### [Provided passage]
(begin)

HONG KONG • Mom-and-pop investors who put in bids worth a record US$3 trillion (S$4.1 trillion) in China’s Ant Group were stunned after regulators abruptly suspended what would have been the world’s largest stock market debut.
China blocked the fintech giant’s US$37 billion listing on Tuesday, thwarting its debut in Hong Kong and Shanghai and dealing a blow to the company founded by Alibaba’s billionaire co-founder Jack Ma.
Retail investors in the two markets – from taxi drivers to students to young professionals – used their savings and borrowed heavily from banks and brokerages for what many saw as a once-in-a-lifetime investment opportunity.
“I feel like I made a very wrong decision,” said 21-year-old Hong Kong resident and Cambridge student Vincent Tse, who applied for 2,000 shares worth around HK$160,000 (S$28,000), a sum he earned doing a part-time job.

(end)

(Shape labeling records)
(begin)

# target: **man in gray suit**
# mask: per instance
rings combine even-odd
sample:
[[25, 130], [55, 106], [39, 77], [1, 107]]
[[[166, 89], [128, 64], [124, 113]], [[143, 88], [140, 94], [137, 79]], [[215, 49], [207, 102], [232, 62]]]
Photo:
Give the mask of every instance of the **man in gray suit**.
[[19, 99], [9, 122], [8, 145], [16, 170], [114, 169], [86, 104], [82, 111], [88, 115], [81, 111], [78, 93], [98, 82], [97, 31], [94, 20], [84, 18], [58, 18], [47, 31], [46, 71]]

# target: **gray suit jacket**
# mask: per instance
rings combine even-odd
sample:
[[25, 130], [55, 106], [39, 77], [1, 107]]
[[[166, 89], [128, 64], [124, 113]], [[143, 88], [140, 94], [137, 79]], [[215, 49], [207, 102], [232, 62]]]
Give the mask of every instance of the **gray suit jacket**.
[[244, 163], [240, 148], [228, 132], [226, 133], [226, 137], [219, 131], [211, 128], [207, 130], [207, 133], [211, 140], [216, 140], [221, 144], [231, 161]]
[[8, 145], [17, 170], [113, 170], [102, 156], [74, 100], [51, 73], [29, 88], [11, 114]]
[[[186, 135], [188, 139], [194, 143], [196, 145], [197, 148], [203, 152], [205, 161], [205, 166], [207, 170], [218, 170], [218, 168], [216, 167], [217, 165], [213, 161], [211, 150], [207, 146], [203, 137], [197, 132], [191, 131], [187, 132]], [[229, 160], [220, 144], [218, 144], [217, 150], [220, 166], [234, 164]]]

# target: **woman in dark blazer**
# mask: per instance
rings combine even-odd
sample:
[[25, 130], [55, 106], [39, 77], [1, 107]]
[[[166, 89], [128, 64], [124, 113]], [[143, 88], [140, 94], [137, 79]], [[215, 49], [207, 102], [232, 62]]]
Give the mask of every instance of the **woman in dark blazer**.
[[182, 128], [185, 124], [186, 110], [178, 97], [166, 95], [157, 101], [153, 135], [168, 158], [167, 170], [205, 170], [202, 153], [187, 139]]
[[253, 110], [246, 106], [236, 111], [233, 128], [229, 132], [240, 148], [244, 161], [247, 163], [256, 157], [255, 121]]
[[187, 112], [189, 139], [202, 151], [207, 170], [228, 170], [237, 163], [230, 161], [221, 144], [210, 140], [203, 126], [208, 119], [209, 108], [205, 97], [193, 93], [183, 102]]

(end)

### [Written exercise 1]
List every amount of money given in the article about the Ant Group listing, with each currency marked as in the text.
### [Written exercise 2]
Update the records from their start down through the line containing "31], [46, 71]]": change "gray suit" to "navy suit" and leave everything else unchanged.

### [Response 1]
US$3 trillion
S$4.1 trillion
US$37 billion
HK$160,000
S$28,000

### [Response 2]
# target: **man in navy suit**
# mask: per instance
rings combine even-odd
sample:
[[25, 130], [55, 106], [39, 77], [1, 107]]
[[[166, 89], [128, 64], [124, 113]], [[143, 88], [140, 94], [137, 79]], [[215, 49], [207, 102], [232, 62]]]
Photo:
Give the mask of every instance of the **man in navy suit**.
[[19, 99], [9, 122], [8, 145], [16, 170], [114, 169], [86, 104], [82, 111], [88, 115], [81, 111], [78, 93], [98, 82], [97, 31], [94, 20], [84, 18], [58, 18], [47, 31], [46, 71]]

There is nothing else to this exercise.